Material provided:
──────
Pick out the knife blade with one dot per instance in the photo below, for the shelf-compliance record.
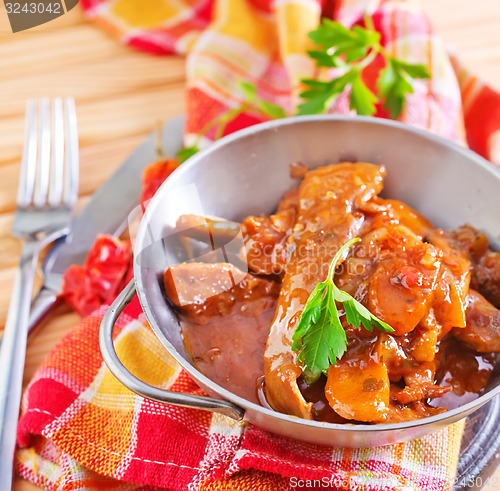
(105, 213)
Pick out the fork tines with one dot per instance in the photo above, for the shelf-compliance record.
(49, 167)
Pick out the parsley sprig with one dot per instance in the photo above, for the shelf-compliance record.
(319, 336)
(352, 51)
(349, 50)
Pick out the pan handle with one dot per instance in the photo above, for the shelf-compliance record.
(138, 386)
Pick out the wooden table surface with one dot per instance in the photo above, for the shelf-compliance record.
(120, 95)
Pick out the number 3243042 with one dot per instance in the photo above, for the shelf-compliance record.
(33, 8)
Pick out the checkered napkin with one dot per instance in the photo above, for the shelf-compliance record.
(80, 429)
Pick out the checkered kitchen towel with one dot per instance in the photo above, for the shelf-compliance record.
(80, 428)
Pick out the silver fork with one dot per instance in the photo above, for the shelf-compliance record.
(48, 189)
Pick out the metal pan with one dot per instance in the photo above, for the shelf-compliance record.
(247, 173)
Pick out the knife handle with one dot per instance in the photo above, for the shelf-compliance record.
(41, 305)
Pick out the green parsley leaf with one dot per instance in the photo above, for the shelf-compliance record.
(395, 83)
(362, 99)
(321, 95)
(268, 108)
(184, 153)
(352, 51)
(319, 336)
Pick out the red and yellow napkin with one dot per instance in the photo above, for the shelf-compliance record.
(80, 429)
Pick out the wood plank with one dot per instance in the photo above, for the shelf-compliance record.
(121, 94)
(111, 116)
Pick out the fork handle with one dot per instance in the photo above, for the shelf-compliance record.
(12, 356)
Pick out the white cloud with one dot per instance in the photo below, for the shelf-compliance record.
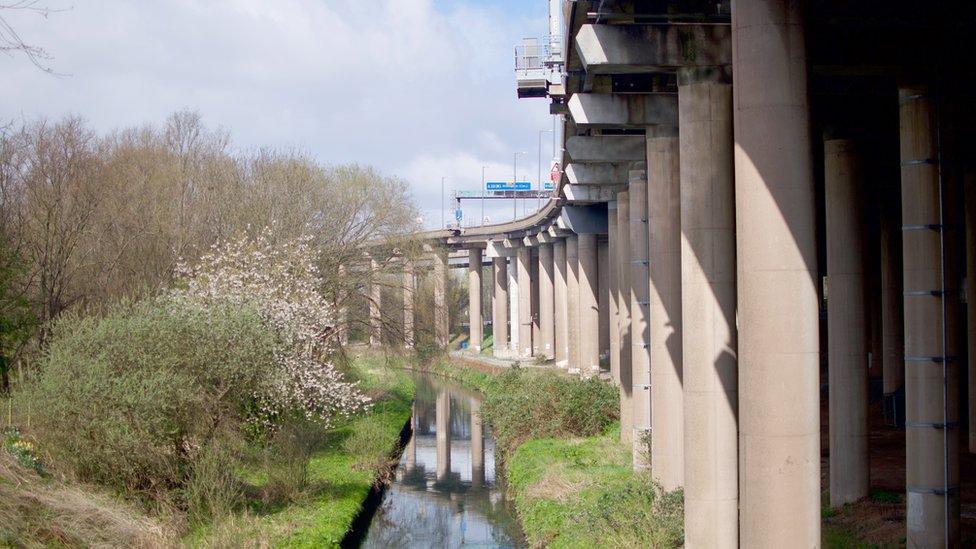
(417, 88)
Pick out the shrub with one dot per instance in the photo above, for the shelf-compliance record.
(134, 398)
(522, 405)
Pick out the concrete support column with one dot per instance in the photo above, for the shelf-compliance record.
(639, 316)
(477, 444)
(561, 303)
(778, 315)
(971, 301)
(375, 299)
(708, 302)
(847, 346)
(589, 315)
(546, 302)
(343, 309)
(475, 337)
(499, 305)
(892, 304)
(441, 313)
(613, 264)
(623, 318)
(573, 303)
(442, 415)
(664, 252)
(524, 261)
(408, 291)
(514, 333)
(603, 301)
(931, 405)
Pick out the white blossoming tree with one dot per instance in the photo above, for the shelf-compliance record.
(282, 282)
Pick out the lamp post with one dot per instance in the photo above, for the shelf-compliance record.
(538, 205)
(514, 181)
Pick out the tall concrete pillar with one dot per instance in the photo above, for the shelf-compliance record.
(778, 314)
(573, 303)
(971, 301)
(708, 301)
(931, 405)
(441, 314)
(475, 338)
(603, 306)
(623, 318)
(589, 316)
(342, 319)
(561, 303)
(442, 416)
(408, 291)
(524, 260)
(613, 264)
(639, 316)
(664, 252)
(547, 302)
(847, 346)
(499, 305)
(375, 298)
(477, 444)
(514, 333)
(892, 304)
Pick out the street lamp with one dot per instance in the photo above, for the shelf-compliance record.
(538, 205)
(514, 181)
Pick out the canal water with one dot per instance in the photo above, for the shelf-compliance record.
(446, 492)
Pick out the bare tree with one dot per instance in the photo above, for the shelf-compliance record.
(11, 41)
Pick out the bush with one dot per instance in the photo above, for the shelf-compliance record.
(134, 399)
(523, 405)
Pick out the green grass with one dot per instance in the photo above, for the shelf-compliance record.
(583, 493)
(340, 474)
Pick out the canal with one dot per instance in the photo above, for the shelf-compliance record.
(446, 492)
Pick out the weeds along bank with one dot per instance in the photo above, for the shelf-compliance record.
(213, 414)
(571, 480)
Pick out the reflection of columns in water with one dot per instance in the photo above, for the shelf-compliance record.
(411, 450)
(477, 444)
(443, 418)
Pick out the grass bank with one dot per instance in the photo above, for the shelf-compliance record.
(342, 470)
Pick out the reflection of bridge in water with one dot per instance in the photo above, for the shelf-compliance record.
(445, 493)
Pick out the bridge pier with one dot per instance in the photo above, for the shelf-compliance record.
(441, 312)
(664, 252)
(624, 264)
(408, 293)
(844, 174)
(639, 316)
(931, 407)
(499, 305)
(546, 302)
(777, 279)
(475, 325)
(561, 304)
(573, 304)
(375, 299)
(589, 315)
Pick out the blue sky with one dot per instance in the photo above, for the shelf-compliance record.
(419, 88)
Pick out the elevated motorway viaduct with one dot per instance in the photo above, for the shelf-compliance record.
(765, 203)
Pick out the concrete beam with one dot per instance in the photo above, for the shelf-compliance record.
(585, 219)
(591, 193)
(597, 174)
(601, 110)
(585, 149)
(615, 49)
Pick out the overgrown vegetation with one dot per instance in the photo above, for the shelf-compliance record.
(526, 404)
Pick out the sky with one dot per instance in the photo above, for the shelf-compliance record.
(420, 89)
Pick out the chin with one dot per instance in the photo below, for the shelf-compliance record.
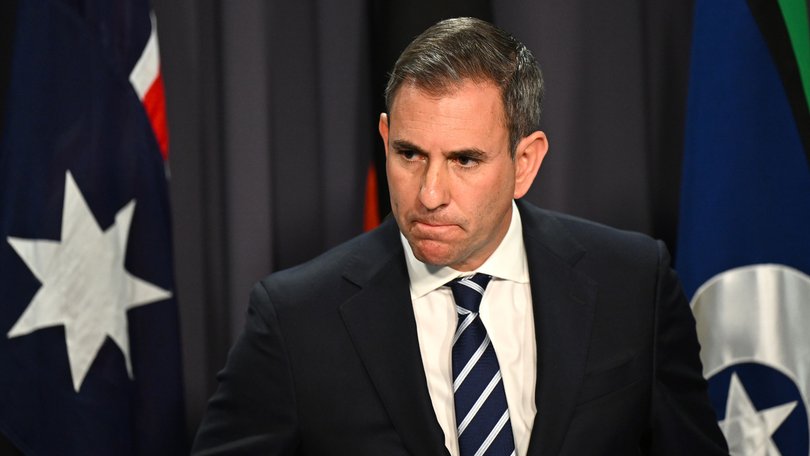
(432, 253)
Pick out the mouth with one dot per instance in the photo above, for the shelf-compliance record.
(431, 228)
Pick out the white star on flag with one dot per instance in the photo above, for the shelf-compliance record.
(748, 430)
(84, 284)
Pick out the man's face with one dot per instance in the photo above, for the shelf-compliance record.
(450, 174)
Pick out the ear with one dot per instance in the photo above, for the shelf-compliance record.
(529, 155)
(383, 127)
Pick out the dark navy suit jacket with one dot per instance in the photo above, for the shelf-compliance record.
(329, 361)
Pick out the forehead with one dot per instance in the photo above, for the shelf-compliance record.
──────
Task instructions: An exact copy of the listing above, minus its pictures, is what is needed here.

Answer box:
Pick out the knife blade with one dot per instance in the photo below, for the shelf-compliance record.
(105, 213)
Pick out the fork tines with one dot per instance in the photo above, for the shelf-compliance record.
(49, 167)
Pick out the parsley sprig with one dot per instance in the photo above, for the shelf-compliance record.
(319, 336)
(352, 51)
(349, 50)
Pick out the pan handle with one dot per instance in the photo above, for the shelf-compliance record.
(138, 386)
Pick out the wooden table surface with one dot per instance in the photo above, for the shelf-compliance record.
(120, 95)
Pick out the number 3243042 with one dot per instance in the photo above, for the shelf-compliance record.
(33, 8)
Pick out the checkered napkin with one dot per instance in the photo above, for the shelf-compliance record.
(80, 429)
Pick out the checkered kitchen towel with one dot per instance in the photo above, for the shelf-compliance record.
(80, 428)
Pick out the silver fork with one dot per instance in the photo above, for the shelf-compliance record.
(48, 189)
Pick out the metal pan with one dot per instance in the photo above, for the shelf-compliance record.
(247, 173)
Pick out the knife handle with one dot per instance in the photo above, for the shelf-compliance record.
(41, 305)
Pick out the green parsley leaf with one dot per instance in the photo above, for the shelf-compliance record.
(395, 83)
(362, 99)
(321, 95)
(268, 108)
(184, 153)
(352, 51)
(319, 336)
Pick out the red and yellow napkin with one dot per instance in the photo above, for the shelf-compliance record.
(80, 429)
Pick out the wood plank with one dot per instance in the photo above, for the shelf-compliance record.
(121, 94)
(111, 116)
Pick out the fork handle with one dot per instance in the photo above, for the shelf-compliance record.
(12, 356)
Pick out the white cloud with one dot per instance in the photo below, for the shelf-compliance record.
(417, 88)
Pick out the shrub with one dot per instance in the photo above, for the shelf-compliance record.
(134, 398)
(522, 405)
Pick out the concrete support column with one dot per instance in the photo above, for the shelf-compliance record.
(639, 316)
(477, 444)
(561, 303)
(778, 315)
(971, 301)
(375, 299)
(708, 302)
(847, 346)
(589, 315)
(546, 302)
(343, 309)
(475, 337)
(499, 305)
(892, 304)
(441, 313)
(613, 264)
(623, 318)
(573, 303)
(442, 415)
(664, 252)
(524, 261)
(408, 291)
(514, 333)
(603, 301)
(931, 405)
Pick out the white blossoming tree with one dot per instance in the photo above, for the shelf-compliance record.
(282, 282)
Pick out the lamp post with one dot per instance in the photo above, for the shelf-compliance record.
(538, 205)
(514, 181)
Pick out the tall concrete pillar with one dot per instance in the photo above, for the shelf-compliance record.
(778, 314)
(573, 303)
(971, 301)
(708, 301)
(931, 405)
(441, 314)
(475, 338)
(603, 306)
(623, 318)
(589, 316)
(342, 319)
(561, 303)
(442, 416)
(408, 291)
(524, 260)
(613, 264)
(639, 316)
(664, 252)
(547, 302)
(847, 346)
(499, 305)
(375, 298)
(477, 444)
(514, 333)
(892, 304)
Pick out the street lamp with one dot per instance in the photo above, for the shelf-compliance record.
(538, 205)
(514, 181)
Pick out the canal water with one dot per instance in the photo above, for the shelf-compliance record.
(446, 492)
Pick out the bare tree with one dot per instance in the photo above, for the shelf-compliance record.
(11, 41)
Pick out the bush with one dot per instance in the photo above, for the shelf-compliance record.
(134, 399)
(523, 405)
Pick out the green grass with one dot per instance in the photo above, for the shelf-compliance record.
(583, 493)
(340, 474)
Pick out the canal with one dot per instance in the photo above, for the shelf-compliance record.
(446, 492)
Pick out the weeds along bank with one dot per instance in the photo above, for the shelf-compliance record.
(213, 414)
(571, 480)
Pick out the reflection of columns in water with one dot per instance in the photo above, for the shelf-compliance record.
(411, 450)
(477, 444)
(443, 418)
Pick out the grass bank with one dot per instance in the photo above, for the shelf-compliance record.
(342, 470)
Pick out the reflection of bridge in water with one dot per instance in the photo above, for the shelf-compliance record.
(445, 493)
Pick out the bridge pier with one dot per instance in the photo above, for the shelf-compliance record.
(441, 312)
(664, 252)
(624, 264)
(408, 293)
(844, 174)
(639, 316)
(931, 407)
(499, 305)
(546, 302)
(777, 279)
(475, 325)
(561, 304)
(573, 304)
(375, 299)
(589, 315)
Pick out the blue sky with one dot per instance in the photo above, for the shelf-compliance record.
(419, 88)
Pick out the elevated motorway viaduct with one dot per instance in the photo above, for the shelf-compliance record.
(765, 203)
Pick out the concrete beam with one dot per instance in the photo above, for the shelf-compliance record.
(585, 219)
(591, 193)
(597, 174)
(601, 110)
(585, 149)
(615, 49)
Pick out the overgrown vegetation with one dot per instance in the photo above, for the shelf-compliance record.
(526, 404)
Pick out the sky with one dot per instance in the photo above, for the shelf-compliance record.
(420, 89)
Pick out the chin with one dot per instance in the photo below, for the shelf-compliance record.
(432, 253)
Pick out the mouth with one dot per instance in the photo above, for the shelf-compliance record.
(431, 228)
Pick out the white star on flag with one dot per instance in the photo above, for the shelf-compliance record.
(748, 430)
(84, 284)
Pick out the man's face with one dot per instance in the photo above, for the shelf-compliance record.
(450, 174)
Pick out the ear with one dot per instance in the photo above, for the shelf-compliance record.
(529, 155)
(383, 127)
Pick out the dark navy suit jacket with one dot per instance in the photo above, for the shelf-compliance record.
(329, 361)
Pick out the forehead with one dot per instance in the photo above, for the shelf-compliance record.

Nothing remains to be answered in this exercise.